In parts 1-5 we discussed how to use the design and unique personality of each child to best reach him or her. Parts 6-10 discussed discipline issues that must be addressed at each different stage of development.

Our final two parts discuss where the two worlds of the parent and the teacher come together: parent-teacher relationships and each part’s role in helping create a successful school climate.

UNITED FOR A CAUSE

Parents and teachers share a unique partnership in that they both love and want the best for the same children. When this partnership is clicking and gelling, it makes life so much easier and better for everyone, especially the children.

When the relationship doesn’t work, though, it adds chaos and confusion for everyone — again, especially the children.

At one time, our society accepted that the primary responsibility for raising children belonged to the parents. Today, however, many families are hurried, harried, and just hanging on.

Exercise tasks:
a - Rewrite the stretch of the passage on parents and teachers that begins at the words "Parents and teachers" and ends after "again, especially the children.", swapping every "partnership" for "alliance".
b - Please copy lines from the listing word for word, beginning at the line that contains "Please drop a marker on every instance of the pale" and stopping after the line that contains "<point>543,296</point>", with both of those lines included.

Records for the exercise:
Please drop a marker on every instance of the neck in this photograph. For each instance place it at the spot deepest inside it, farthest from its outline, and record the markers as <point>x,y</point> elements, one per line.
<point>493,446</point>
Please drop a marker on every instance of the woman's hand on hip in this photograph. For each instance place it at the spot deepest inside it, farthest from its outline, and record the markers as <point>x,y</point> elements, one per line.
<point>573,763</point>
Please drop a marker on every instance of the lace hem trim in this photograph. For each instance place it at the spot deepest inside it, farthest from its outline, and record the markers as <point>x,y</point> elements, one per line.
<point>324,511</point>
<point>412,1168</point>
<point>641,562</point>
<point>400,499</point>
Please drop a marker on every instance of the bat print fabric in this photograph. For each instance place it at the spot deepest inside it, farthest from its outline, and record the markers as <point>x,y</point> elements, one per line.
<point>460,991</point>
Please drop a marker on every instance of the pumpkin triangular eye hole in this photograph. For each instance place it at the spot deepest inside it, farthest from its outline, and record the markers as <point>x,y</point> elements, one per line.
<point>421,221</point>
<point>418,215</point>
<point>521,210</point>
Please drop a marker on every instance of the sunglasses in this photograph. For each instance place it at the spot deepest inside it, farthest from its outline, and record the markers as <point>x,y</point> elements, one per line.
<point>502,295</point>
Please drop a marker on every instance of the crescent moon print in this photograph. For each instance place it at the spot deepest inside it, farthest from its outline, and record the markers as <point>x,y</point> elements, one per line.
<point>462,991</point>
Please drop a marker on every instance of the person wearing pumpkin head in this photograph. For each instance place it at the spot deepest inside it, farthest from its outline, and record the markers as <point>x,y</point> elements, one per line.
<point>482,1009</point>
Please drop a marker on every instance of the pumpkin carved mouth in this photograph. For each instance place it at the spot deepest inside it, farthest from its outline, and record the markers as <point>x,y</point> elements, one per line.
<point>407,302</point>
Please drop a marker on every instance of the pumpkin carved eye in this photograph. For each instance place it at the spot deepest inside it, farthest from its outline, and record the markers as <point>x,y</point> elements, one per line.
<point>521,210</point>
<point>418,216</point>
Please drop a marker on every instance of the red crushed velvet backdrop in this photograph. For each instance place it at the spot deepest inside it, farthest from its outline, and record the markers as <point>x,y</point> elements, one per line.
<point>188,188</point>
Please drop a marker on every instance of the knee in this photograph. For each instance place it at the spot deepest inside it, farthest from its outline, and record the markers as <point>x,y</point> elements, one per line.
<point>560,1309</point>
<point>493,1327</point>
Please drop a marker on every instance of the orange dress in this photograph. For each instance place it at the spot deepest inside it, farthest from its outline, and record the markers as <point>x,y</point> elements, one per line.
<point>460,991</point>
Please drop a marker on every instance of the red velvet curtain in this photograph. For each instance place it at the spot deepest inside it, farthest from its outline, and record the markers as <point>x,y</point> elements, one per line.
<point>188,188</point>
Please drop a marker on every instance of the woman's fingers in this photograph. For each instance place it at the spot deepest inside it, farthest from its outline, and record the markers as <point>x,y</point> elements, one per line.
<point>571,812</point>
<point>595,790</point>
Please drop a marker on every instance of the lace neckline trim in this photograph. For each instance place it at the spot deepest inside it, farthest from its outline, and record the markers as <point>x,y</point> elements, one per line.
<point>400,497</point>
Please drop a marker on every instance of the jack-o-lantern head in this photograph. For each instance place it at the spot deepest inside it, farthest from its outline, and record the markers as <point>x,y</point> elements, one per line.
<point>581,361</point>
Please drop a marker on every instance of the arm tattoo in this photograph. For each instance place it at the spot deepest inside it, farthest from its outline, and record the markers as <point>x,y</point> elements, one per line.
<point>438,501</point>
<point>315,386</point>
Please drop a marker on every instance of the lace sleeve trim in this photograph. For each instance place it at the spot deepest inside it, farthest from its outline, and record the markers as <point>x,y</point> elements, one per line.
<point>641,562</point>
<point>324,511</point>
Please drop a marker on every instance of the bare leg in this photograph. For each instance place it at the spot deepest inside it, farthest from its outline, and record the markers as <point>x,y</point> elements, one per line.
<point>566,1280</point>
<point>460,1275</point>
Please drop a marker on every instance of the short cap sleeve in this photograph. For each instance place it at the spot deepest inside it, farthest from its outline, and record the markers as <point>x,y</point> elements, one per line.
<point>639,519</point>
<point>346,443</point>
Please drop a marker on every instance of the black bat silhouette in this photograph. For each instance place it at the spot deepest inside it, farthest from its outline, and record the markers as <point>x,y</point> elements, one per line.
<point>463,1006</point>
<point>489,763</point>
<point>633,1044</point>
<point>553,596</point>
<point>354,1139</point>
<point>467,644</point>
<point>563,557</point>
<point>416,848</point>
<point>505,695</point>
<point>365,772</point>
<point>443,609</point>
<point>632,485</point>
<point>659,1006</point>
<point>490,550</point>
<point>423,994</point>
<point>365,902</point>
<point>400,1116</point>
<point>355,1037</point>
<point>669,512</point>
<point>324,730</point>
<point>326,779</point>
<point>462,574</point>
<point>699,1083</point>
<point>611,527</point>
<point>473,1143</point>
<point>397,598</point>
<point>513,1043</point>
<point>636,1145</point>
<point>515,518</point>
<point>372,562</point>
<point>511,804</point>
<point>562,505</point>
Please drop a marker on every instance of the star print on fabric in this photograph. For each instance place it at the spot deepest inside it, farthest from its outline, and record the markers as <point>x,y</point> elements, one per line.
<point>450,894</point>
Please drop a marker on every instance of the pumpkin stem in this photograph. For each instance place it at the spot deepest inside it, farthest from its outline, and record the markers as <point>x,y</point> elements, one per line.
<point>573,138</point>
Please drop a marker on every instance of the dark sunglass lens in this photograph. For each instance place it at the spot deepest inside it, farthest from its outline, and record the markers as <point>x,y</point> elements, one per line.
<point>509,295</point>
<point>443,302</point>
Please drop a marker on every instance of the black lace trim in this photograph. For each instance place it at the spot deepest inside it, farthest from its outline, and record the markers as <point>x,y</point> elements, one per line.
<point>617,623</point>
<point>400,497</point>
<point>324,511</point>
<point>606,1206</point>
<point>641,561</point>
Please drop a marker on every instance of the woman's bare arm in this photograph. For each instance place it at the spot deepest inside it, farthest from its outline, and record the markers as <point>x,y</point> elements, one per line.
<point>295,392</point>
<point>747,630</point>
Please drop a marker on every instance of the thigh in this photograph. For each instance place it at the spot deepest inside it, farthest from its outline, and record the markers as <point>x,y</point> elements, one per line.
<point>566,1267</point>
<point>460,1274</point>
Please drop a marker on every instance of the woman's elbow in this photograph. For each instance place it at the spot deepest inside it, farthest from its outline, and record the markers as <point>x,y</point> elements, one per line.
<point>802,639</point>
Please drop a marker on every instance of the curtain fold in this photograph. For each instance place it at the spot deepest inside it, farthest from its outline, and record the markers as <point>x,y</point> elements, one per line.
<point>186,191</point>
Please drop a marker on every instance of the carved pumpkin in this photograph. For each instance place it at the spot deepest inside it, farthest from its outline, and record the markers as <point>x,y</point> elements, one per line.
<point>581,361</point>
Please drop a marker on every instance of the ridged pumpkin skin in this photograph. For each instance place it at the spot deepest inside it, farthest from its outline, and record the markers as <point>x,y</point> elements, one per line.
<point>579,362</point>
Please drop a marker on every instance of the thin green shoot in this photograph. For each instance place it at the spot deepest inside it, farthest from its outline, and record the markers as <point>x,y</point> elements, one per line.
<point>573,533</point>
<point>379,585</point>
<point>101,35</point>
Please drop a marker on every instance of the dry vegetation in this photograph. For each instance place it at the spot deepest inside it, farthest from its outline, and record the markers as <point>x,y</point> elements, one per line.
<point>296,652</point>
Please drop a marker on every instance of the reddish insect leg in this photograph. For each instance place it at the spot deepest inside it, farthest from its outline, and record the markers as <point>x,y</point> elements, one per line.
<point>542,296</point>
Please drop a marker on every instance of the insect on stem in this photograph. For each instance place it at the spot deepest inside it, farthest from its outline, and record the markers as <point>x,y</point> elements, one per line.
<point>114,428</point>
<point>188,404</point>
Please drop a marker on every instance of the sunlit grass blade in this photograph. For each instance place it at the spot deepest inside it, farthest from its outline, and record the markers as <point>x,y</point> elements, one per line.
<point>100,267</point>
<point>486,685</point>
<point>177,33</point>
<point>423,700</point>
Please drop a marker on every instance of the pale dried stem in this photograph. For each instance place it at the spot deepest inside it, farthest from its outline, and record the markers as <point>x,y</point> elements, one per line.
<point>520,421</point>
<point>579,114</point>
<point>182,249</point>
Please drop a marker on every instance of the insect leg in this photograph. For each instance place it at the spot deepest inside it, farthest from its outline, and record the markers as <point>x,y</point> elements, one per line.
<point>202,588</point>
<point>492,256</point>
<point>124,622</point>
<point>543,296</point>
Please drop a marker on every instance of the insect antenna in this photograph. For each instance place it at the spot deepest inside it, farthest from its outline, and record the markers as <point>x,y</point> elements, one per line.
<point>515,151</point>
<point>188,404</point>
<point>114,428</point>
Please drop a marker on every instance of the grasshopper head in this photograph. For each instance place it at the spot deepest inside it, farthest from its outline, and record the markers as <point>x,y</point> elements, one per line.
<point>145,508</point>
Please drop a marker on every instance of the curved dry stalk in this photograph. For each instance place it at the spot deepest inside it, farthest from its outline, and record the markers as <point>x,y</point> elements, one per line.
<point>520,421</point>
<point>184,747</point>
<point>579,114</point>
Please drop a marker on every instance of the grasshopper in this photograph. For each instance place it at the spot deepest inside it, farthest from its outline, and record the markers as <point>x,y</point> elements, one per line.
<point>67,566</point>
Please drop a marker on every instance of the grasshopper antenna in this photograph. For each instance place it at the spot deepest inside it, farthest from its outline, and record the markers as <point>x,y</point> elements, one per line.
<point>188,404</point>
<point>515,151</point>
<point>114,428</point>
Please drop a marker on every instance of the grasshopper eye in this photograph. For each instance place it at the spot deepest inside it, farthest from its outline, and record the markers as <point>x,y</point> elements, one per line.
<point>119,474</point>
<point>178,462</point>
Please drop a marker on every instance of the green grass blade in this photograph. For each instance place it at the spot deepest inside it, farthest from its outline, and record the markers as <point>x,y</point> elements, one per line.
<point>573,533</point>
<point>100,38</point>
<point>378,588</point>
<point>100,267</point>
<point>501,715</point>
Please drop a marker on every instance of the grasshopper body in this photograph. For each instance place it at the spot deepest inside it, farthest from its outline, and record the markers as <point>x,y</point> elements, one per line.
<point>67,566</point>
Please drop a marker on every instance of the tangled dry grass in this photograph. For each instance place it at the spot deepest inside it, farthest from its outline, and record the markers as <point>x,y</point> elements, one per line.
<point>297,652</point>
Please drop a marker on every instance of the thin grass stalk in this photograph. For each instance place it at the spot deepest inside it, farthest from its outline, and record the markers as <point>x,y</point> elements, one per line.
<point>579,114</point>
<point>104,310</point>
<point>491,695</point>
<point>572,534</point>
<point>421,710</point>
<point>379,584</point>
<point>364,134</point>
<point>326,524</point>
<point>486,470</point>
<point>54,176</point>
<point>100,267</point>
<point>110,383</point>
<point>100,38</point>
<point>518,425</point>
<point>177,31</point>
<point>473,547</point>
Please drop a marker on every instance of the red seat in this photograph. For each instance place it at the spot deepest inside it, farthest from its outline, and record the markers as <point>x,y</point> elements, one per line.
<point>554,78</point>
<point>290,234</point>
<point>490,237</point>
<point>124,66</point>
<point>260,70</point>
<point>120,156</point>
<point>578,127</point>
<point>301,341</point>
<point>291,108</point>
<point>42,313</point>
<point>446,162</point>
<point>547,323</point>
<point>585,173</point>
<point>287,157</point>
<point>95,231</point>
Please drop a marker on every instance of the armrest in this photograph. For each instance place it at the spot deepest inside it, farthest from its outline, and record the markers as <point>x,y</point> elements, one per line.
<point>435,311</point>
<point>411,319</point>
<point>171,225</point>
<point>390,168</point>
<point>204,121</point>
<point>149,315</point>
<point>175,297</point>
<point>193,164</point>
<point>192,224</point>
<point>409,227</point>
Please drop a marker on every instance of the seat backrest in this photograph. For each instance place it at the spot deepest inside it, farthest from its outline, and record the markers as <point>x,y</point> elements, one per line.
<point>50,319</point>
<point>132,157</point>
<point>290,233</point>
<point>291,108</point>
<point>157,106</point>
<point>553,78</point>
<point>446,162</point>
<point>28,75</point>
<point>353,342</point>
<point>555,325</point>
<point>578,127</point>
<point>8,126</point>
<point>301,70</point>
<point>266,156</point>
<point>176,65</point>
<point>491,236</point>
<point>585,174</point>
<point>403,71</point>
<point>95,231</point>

The replies:
a -
Parents and teachers share a unique alliance in that they both love and want the best for the same children. When this alliance is clicking and gelling, it makes life so much easier and better for everyone, especially the children.

When the relationship doesn’t work, though, it adds chaos and confusion for everyone — again, especially the children.

b -
Please drop a marker on every instance of the pale dried stem in this photograph. For each instance place it at the spot deepest inside it, farthest from its outline, and record the markers as <point>x,y</point> elements, one per line.
<point>520,421</point>
<point>579,114</point>
<point>182,249</point>
Please drop a marker on every instance of the insect leg in this photograph. For each instance place it at the spot deepest inside it, farthest from its outline, and record the markers as <point>x,y</point> elements, one per line.
<point>202,588</point>
<point>492,256</point>
<point>124,622</point>
<point>543,296</point>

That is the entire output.